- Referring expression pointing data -

++++++++++++++++++++

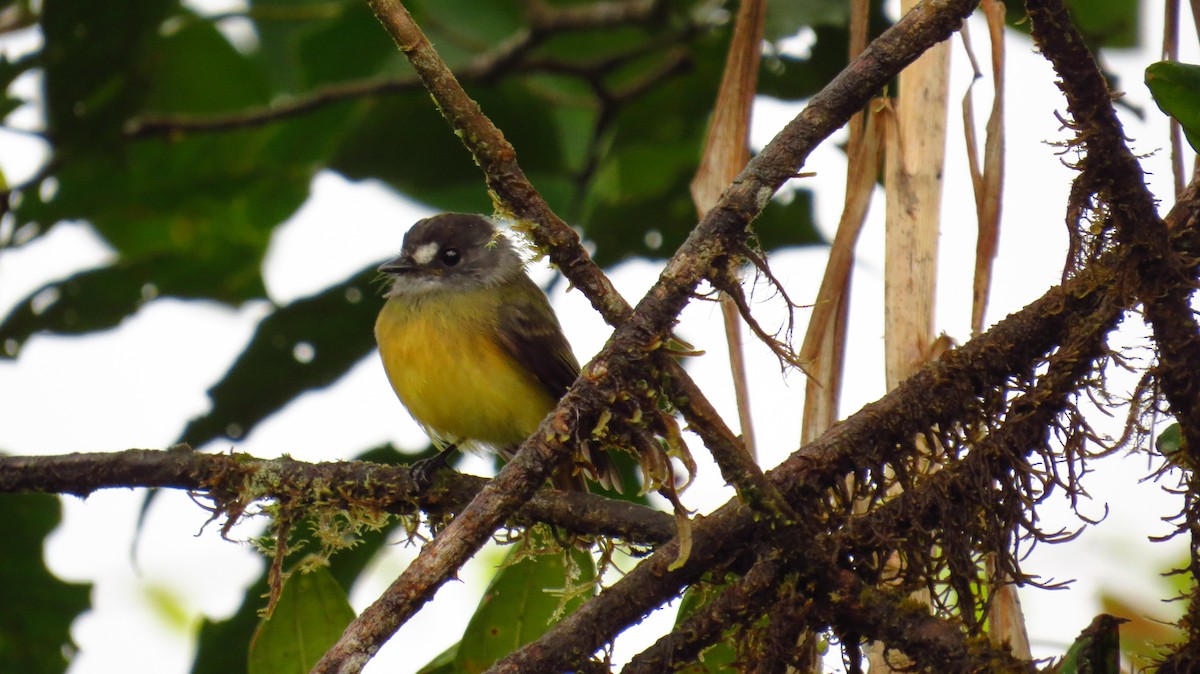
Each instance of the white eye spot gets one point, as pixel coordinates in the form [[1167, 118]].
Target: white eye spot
[[424, 254]]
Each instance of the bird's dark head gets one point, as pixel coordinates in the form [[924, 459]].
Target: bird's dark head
[[453, 252]]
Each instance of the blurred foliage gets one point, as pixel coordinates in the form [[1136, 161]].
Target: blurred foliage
[[1176, 89], [36, 638]]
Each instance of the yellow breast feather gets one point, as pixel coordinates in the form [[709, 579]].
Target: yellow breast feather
[[451, 374]]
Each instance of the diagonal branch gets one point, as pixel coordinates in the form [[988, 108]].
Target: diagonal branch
[[721, 230]]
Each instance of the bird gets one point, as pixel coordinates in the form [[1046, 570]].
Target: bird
[[472, 347]]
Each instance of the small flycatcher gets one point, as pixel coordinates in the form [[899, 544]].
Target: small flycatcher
[[472, 345]]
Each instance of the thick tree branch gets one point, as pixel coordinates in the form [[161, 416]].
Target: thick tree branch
[[241, 477], [1113, 173]]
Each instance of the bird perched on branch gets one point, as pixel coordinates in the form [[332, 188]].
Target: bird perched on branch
[[472, 345]]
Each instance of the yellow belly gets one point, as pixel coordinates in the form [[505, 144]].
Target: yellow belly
[[444, 365]]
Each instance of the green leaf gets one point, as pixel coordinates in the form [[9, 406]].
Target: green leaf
[[523, 600], [1097, 650], [310, 617], [1176, 89], [35, 624], [96, 62], [443, 663], [222, 647], [304, 345]]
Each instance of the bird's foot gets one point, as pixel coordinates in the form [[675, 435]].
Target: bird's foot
[[424, 471]]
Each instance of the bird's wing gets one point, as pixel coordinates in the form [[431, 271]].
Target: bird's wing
[[532, 336]]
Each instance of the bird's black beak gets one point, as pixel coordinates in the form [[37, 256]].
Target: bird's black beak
[[402, 264]]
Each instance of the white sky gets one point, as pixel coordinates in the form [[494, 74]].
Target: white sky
[[137, 385]]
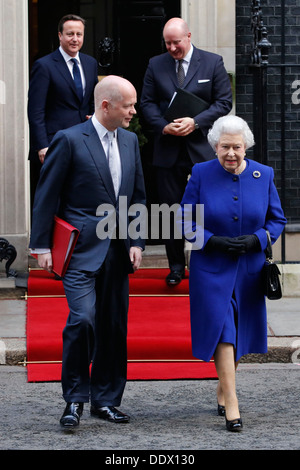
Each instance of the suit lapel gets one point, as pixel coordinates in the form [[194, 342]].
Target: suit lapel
[[89, 77], [124, 156], [63, 69]]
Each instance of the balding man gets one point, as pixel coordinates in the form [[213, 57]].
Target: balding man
[[77, 178], [182, 143]]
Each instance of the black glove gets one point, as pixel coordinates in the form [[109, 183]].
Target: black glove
[[225, 245], [250, 242]]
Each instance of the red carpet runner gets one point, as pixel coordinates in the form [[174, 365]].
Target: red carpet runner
[[159, 344]]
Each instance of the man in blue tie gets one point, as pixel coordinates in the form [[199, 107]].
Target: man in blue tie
[[75, 181], [60, 91]]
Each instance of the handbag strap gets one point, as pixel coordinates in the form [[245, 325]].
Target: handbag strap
[[268, 250]]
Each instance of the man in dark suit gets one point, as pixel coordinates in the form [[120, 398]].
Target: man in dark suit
[[181, 143], [54, 102], [76, 177]]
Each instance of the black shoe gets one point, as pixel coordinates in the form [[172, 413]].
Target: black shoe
[[110, 413], [71, 415], [234, 425], [221, 410], [174, 278]]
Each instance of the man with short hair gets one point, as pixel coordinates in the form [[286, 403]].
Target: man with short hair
[[181, 143]]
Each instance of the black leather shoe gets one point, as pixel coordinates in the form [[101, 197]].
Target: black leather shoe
[[174, 278], [71, 415], [234, 425], [110, 413]]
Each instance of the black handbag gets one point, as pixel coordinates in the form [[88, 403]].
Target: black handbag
[[270, 274]]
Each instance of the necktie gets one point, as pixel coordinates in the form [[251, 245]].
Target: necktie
[[77, 78], [114, 161], [180, 73]]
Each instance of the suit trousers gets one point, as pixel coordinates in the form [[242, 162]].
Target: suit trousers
[[96, 332], [171, 184]]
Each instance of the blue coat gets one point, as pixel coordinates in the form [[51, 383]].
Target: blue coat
[[233, 206]]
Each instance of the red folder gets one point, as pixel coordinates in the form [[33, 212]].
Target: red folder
[[64, 240]]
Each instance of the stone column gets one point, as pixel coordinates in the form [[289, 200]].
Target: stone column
[[14, 170]]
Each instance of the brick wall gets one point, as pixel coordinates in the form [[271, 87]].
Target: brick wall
[[272, 18]]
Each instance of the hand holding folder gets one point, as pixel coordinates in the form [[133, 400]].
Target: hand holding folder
[[64, 240], [184, 104]]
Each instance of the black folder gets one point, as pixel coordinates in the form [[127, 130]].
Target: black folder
[[184, 104]]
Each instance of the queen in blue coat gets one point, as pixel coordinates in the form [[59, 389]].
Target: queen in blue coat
[[240, 202]]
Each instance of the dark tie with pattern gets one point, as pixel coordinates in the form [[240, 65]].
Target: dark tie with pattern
[[180, 73], [77, 79]]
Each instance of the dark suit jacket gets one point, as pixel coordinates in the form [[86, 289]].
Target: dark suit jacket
[[207, 78], [75, 179], [53, 103]]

++++++++++++++++++++

- Problem statement -
The answer must be the lines of the entries above, written out exactly from the first through the one with "Each instance of the diagonal", and no pictures.

- Answer for this exercise -
Each instance of the white eye spot gets one point, as pixel coordinates in the form [[1167, 118]].
Target: white eye spot
[[424, 254]]
Each instance of the bird's dark head gets one point, as pixel coordinates in the form [[924, 459]].
Target: bird's dark head
[[453, 252]]
Each instance of the blurred foliage gets one point, as pixel coordinates in the form [[1136, 161]].
Target: blurred foliage
[[1176, 89], [36, 638]]
Each instance of the yellow breast feather gets one point, as pixel coordinates in the form [[709, 579]].
Target: yellow breast feather
[[451, 374]]
Each instance of the diagonal branch gets one point, as pixel coordinates in the form [[988, 108]].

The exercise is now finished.